**TRECHO DO TEXTO:**
Escrito por José Abelardo Garcia de Meneses*
A imprensa baiana e brasileira tem dedicado recentemente espaço considerável em seus noticiários ao acompanhamento da segunda greve de fome do bispo da diocese de Barra, Dom Luiz Flávio Cappio em protesto contra o Projeto do Governo Federal de Integração do Rio São Francisco com Bacias do Nordeste brasileiro, amplamente conhecido como Projeto de Transposição das Águas do Rio São Francisco.
A greve de fome, coletiva ou individual, tem sido utilizada para sensibilizar as autoridades como forma de protesto ante pontos discordantes em determinadas decisões político-administrativas, quando as reivindicações do militante não são atendidas. Esta atitude extrema tem sido tomada por ativistas políticos, prisioneiros comuns, prisioneiros políticos, trabalhadores, religiosos, cientistas, etc., em defesa de ideologias e propostas políticas e de cunho social. O benefício deste recurso de pressão pode ser individual, mas habitualmente tem sido em favor da coletividade, por isso mesmo tem obtido alcance social que justifica a ampla cobertura jornalística.

**OBJETIVO DO EXERCÍCIO:** Por favor, repita sem alterações o texto sobre a greve de fome, tudo desde "Escrito por José" até "Rio São Francisco.".

**EXTRATO DE DADOS:**

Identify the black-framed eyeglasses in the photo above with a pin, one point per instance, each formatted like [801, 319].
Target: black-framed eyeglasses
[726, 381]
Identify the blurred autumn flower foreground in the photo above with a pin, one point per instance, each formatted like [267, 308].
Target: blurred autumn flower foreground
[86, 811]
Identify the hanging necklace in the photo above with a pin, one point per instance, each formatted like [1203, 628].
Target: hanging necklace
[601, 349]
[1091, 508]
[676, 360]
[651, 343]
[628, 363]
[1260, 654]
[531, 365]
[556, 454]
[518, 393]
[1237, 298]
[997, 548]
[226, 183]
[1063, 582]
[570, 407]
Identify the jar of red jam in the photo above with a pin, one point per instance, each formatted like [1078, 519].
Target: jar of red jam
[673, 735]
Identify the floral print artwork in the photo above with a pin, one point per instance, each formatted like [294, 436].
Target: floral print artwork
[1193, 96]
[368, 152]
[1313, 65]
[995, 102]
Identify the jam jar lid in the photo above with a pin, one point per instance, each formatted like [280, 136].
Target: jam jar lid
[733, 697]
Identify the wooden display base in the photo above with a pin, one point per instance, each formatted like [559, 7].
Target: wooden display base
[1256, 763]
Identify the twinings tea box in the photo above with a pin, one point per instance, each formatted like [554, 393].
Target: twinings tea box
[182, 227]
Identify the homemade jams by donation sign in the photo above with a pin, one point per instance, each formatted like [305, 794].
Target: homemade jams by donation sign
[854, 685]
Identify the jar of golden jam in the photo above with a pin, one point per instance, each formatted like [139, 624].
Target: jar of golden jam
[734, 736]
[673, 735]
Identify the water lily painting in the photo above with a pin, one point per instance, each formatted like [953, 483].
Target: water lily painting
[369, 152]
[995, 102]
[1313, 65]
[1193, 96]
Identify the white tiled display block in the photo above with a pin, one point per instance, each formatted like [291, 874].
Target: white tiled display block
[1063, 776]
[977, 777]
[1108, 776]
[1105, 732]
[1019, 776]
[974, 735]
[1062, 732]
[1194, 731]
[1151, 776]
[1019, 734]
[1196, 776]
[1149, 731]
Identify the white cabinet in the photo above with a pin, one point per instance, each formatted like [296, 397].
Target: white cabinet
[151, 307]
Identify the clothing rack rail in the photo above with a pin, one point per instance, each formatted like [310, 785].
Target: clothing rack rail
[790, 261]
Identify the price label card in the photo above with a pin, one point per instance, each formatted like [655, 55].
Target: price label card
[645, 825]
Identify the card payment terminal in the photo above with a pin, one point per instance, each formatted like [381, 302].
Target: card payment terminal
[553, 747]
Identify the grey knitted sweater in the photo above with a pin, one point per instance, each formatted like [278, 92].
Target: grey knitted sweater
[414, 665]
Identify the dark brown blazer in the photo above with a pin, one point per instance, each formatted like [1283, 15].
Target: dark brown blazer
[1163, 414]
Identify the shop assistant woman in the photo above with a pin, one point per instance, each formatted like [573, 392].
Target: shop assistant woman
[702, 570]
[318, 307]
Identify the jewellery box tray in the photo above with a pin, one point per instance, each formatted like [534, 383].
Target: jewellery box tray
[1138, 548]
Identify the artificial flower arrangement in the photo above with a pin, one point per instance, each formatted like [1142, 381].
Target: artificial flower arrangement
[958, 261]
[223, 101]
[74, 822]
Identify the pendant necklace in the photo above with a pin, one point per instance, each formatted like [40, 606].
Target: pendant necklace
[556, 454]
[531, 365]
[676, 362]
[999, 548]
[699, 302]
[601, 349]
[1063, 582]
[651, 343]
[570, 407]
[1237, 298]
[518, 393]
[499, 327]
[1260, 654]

**SOLUÇÃO DA TAREFA:**
Escrito por José Abelardo Garcia de Meneses*
A imprensa baiana e brasileira tem dedicado recentemente espaço considerável em seus noticiários ao acompanhamento da segunda greve de fome do bispo da diocese de Barra, Dom Luiz Flávio Cappio em protesto contra o Projeto do Governo Federal de Integração do Rio São Francisco com Bacias do Nordeste brasileiro, amplamente conhecido como Projeto de Transposição das Águas do Rio São Francisco.